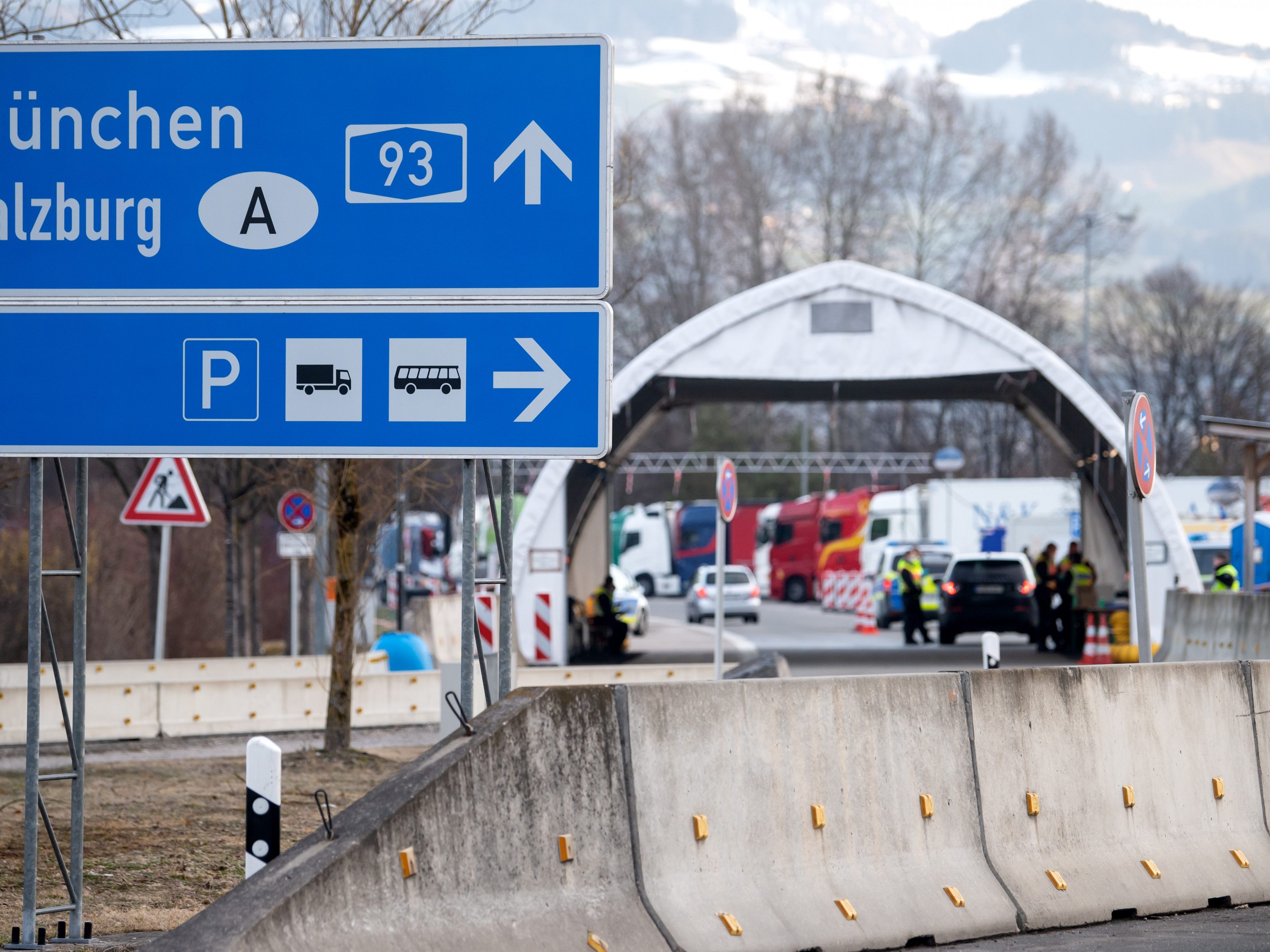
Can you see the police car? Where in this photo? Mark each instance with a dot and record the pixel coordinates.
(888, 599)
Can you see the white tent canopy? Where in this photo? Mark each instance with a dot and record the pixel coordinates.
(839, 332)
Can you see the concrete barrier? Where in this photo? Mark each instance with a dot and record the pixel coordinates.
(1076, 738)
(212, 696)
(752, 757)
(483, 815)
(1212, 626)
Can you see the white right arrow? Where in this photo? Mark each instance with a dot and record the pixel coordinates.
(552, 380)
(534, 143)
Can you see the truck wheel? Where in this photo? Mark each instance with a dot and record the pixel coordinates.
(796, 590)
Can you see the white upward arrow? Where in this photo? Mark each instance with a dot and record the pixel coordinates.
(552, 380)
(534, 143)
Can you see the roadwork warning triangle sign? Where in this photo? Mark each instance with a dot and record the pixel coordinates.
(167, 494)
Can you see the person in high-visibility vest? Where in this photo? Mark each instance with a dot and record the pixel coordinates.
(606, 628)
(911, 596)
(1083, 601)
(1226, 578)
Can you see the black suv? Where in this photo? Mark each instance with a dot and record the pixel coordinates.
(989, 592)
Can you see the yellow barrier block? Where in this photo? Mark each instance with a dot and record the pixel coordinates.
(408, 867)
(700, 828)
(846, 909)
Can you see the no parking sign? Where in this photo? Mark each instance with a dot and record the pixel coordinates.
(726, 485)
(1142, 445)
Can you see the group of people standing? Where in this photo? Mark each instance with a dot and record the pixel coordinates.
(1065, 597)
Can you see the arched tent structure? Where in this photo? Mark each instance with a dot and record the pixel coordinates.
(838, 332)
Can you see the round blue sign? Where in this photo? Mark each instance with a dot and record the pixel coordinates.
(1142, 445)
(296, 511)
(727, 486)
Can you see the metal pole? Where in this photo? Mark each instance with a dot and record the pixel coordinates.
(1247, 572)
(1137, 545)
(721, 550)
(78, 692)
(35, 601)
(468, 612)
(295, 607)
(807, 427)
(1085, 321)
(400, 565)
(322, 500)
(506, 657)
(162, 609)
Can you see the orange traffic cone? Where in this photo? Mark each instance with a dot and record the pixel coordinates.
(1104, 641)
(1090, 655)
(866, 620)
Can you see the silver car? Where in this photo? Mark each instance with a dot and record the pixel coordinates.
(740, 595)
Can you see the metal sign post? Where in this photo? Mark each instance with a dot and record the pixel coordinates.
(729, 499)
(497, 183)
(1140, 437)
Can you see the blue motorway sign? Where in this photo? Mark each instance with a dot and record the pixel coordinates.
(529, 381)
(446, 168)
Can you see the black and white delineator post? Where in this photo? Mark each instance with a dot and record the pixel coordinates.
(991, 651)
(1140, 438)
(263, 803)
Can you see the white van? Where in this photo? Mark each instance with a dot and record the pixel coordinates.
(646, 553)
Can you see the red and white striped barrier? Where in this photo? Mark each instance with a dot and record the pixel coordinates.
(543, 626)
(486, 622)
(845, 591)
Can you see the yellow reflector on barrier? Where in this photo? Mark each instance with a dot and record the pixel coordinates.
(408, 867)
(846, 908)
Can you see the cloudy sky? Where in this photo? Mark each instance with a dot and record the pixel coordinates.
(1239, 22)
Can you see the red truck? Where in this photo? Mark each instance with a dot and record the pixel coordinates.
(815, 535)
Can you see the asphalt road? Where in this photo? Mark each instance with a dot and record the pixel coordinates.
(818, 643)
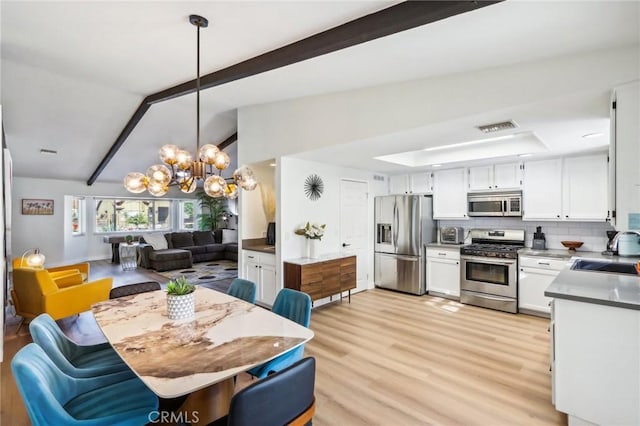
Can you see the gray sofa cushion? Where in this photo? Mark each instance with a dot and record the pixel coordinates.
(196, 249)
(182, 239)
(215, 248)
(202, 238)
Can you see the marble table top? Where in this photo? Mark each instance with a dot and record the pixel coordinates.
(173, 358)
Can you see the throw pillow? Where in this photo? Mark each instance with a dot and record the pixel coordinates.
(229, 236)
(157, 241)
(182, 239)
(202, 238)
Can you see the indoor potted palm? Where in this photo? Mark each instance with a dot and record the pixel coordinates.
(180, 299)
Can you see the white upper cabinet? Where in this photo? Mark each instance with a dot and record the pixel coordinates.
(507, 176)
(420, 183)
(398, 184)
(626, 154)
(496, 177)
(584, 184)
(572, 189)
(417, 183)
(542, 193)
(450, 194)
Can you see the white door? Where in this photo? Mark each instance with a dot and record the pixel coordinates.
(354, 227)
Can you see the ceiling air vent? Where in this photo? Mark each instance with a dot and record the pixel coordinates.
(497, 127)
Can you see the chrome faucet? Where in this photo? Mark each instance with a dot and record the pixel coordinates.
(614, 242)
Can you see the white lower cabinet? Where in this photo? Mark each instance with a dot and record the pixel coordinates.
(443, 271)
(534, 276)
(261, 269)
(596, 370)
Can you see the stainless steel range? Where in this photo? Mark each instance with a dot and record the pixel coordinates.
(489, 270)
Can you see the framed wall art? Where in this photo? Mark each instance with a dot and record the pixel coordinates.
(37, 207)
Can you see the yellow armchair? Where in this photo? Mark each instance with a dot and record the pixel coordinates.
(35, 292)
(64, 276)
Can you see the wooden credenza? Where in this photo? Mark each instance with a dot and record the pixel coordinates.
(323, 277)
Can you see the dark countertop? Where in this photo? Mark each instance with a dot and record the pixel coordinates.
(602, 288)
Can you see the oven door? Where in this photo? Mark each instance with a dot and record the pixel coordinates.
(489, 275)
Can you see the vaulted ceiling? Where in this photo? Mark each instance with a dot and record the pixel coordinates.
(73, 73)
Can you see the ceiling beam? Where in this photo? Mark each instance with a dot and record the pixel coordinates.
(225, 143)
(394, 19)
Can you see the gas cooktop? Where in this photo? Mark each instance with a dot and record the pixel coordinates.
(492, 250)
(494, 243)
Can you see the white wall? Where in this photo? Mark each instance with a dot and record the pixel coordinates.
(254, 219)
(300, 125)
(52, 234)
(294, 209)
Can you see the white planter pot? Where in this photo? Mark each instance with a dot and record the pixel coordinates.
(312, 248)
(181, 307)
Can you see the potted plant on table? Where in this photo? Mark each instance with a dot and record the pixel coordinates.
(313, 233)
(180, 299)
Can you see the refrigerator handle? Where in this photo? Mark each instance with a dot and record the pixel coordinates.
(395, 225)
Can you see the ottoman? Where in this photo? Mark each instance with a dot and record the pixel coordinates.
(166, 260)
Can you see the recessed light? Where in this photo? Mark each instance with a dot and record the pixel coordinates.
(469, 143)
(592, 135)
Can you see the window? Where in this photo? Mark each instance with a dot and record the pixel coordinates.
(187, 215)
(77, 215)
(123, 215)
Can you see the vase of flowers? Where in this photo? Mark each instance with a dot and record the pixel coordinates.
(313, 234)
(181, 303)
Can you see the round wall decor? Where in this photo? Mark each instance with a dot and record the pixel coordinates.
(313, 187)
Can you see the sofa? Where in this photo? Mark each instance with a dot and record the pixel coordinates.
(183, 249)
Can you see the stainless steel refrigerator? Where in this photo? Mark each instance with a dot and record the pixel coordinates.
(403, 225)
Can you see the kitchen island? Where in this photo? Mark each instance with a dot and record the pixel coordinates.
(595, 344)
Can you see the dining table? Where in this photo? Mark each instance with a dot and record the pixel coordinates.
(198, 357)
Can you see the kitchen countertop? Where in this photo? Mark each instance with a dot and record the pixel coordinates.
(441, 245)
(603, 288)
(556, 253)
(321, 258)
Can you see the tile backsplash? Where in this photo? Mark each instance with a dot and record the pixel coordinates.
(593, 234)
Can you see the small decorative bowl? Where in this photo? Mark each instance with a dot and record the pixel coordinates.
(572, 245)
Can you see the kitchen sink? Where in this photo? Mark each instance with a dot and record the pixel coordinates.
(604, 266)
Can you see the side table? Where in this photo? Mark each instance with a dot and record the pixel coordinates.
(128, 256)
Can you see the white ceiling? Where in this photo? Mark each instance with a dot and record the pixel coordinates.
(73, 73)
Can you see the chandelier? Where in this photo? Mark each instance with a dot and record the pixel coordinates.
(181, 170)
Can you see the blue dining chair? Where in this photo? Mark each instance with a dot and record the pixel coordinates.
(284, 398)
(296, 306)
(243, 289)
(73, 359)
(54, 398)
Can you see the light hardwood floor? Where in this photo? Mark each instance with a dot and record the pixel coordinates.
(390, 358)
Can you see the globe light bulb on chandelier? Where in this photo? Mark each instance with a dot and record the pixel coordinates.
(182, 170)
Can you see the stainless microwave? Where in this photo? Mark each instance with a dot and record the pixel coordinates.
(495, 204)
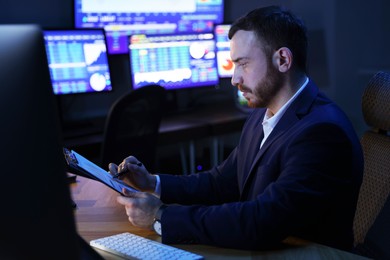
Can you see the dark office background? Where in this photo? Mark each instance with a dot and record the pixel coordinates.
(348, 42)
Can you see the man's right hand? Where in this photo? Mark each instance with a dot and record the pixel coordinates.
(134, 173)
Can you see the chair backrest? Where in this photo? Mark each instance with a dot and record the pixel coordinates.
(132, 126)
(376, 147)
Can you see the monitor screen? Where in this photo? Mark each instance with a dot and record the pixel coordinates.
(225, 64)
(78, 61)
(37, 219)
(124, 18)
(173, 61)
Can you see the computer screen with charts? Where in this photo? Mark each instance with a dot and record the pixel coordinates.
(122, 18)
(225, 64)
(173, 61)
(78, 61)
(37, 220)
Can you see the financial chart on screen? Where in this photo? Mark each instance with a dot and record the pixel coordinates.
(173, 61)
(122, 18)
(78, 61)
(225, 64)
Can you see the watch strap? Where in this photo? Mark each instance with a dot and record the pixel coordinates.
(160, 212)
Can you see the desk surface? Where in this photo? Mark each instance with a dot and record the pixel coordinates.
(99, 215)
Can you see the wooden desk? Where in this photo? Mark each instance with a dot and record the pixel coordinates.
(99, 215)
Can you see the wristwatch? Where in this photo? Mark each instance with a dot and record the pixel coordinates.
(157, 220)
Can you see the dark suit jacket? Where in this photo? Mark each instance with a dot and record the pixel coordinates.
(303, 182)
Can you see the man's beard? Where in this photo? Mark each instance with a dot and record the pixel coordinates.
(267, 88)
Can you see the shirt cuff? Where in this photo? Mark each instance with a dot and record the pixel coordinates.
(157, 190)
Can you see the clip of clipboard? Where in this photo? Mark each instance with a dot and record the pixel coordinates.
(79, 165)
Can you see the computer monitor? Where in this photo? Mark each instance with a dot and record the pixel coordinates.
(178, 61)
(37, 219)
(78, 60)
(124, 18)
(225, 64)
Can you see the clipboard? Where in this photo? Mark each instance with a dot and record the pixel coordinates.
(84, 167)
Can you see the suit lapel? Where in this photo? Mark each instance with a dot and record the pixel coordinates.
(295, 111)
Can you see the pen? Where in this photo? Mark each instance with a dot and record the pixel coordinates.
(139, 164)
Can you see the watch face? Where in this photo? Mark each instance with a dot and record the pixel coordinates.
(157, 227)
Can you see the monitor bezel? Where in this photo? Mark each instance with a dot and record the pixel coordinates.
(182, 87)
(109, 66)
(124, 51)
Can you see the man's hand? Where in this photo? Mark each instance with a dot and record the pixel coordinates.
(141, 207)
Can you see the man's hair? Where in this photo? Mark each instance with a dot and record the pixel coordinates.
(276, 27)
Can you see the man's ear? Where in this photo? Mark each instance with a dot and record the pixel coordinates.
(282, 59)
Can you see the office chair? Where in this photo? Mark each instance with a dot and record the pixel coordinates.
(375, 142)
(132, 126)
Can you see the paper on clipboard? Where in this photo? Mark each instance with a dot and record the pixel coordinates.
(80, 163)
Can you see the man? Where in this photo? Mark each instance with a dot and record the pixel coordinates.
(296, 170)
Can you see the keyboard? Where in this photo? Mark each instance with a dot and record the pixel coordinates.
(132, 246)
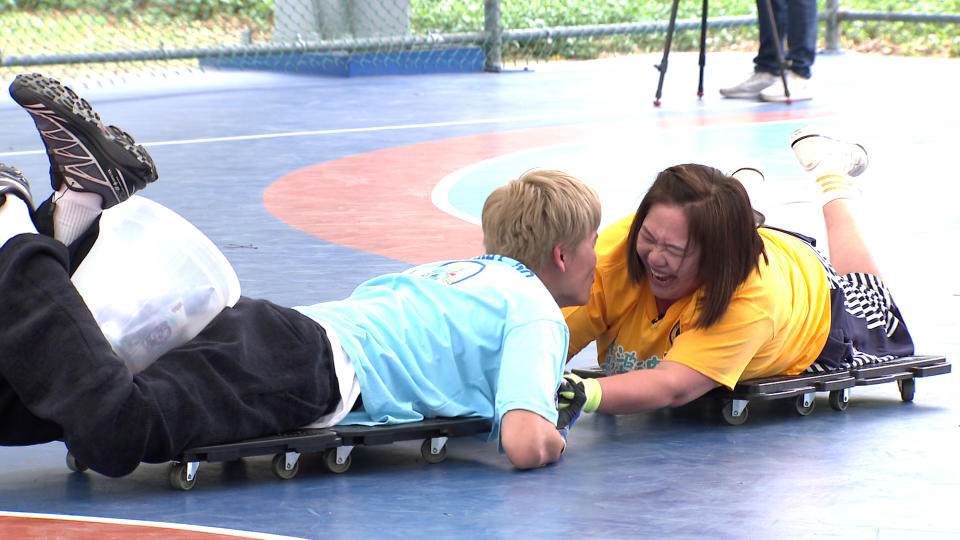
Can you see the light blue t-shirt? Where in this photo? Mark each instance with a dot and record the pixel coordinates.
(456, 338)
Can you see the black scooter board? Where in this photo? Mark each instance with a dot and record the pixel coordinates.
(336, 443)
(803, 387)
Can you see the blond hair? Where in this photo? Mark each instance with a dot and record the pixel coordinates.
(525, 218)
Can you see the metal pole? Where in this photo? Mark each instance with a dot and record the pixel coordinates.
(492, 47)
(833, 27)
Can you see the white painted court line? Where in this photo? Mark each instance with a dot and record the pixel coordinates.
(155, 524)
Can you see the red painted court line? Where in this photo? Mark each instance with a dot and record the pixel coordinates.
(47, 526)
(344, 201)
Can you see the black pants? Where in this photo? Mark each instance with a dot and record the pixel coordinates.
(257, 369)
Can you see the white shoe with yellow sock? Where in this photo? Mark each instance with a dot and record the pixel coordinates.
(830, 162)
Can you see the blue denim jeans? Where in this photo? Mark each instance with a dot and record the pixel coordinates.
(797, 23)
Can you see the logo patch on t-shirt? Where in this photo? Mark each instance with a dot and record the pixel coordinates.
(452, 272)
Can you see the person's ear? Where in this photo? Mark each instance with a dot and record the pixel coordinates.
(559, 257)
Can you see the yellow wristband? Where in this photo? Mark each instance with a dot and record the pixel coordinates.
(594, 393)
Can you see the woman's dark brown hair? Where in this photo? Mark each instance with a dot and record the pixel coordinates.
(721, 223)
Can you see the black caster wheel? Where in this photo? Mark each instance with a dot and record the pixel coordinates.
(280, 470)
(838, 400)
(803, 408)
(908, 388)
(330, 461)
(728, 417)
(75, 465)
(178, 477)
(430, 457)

+===+

## Problem description
Recast the lines above as a JSON list of strings, one string per line and blank lines omitted, starting with the line that contains "Can you see the black caster" and continuing through the end of the items.

## Answer to the exercise
[
  "Can you see the black caster wheel? Where in this photo? Mark each instance with a dot and record the pixel coordinates.",
  "(280, 470)",
  "(838, 400)",
  "(803, 408)",
  "(908, 388)",
  "(330, 461)",
  "(728, 417)",
  "(75, 465)",
  "(178, 477)",
  "(430, 457)"
]